* Start DATASET CONTENT *
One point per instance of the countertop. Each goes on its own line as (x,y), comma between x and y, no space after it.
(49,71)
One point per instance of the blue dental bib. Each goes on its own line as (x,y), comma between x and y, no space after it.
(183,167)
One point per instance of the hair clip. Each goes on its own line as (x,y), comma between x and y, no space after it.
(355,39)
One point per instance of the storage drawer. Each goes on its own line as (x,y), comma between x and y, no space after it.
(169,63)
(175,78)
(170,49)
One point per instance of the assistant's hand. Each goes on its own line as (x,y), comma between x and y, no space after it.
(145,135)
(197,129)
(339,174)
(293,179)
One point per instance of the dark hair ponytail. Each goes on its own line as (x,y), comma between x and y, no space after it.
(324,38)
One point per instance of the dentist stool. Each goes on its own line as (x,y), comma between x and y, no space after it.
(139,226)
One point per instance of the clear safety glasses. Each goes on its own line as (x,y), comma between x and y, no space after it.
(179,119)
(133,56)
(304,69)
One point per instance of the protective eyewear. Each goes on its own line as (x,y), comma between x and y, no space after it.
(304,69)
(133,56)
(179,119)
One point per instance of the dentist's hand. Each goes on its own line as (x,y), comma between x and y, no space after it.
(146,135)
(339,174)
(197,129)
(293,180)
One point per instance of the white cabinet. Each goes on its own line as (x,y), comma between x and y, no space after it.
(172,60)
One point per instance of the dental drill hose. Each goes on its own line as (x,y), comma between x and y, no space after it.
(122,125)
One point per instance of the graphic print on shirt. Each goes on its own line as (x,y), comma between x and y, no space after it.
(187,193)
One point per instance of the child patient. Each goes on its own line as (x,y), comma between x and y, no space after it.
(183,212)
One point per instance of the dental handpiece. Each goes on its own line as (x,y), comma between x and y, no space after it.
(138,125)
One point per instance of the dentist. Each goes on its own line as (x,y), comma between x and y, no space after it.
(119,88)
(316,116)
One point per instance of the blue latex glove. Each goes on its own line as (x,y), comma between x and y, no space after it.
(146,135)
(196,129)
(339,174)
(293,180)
* End DATASET CONTENT *
**WHAT IS EXPECTED:** Reproduce every line of the data above verbatim, from the first entry through the last, without altering any character.

**CORRECT RESPONSE:**
One point per instance of the countertop. Each goes on its own line as (x,y), comma between x and y, no space after it.
(49,71)
One point per instance of the blue dental bib. Each goes on its own line as (x,y), comma between x and y, no space after it.
(183,167)
One point per instance of the hair clip. Each goes on its own line as (x,y), comma between x and y, no space after it.
(355,39)
One point per instance of the storage drawer. Each goes on its own line as (x,y), comma between x and y, no space after it.
(169,63)
(175,78)
(170,49)
One point per instance of the assistant's hand. Each goes on its own line as (x,y), comma between x and y, no space after it.
(145,135)
(197,129)
(339,174)
(293,179)
One point per instance of the dark hair ponytail. Each goes on its own line as (x,y), comma between x and y, no space after it.
(324,38)
One point per instance of the dentist stool. Each goes on its own line as (x,y), comma between x and y, no space after it.
(139,226)
One point per instance of the clear safety glasses. Each goes on its own line as (x,y), comma between x and y, no space after it.
(179,119)
(133,56)
(304,69)
One point per instance of the protective eyewear. Each goes on its own line as (x,y), comma between x and y, no space after it.
(304,69)
(133,56)
(179,119)
One point per instance of the dentist's hand. Each goes on its own line as (x,y), comma between x and y, no space after it.
(146,135)
(339,174)
(197,129)
(293,180)
One point per instance of the white cabinet. Each goes on its own line as (x,y), comma between x and y, no space after it.
(172,60)
One point per instance of the dental drill hose. Each goes on its own line as (x,y), comma between x and y, no space after it.
(122,125)
One point per instance of the graphic print on shirt. Each goes on its own line as (x,y), comma between x and y, no space after it.
(187,193)
One point per instance of the child patient. Each goes on its own line as (x,y), comma between x and y, no space after it.
(183,212)
One point per instance of the dental handpiece. Each goes on its own line as (x,y), comma between x and y, no space after it.
(138,125)
One point per instance of the dentist. Each goes on its own line as (x,y), comma between x and y, no space after it.
(119,88)
(316,116)
One point per instance of the blue latex glove. Each goes on its own line as (x,y), comma between x and y, no space after it.
(146,135)
(196,129)
(339,174)
(293,180)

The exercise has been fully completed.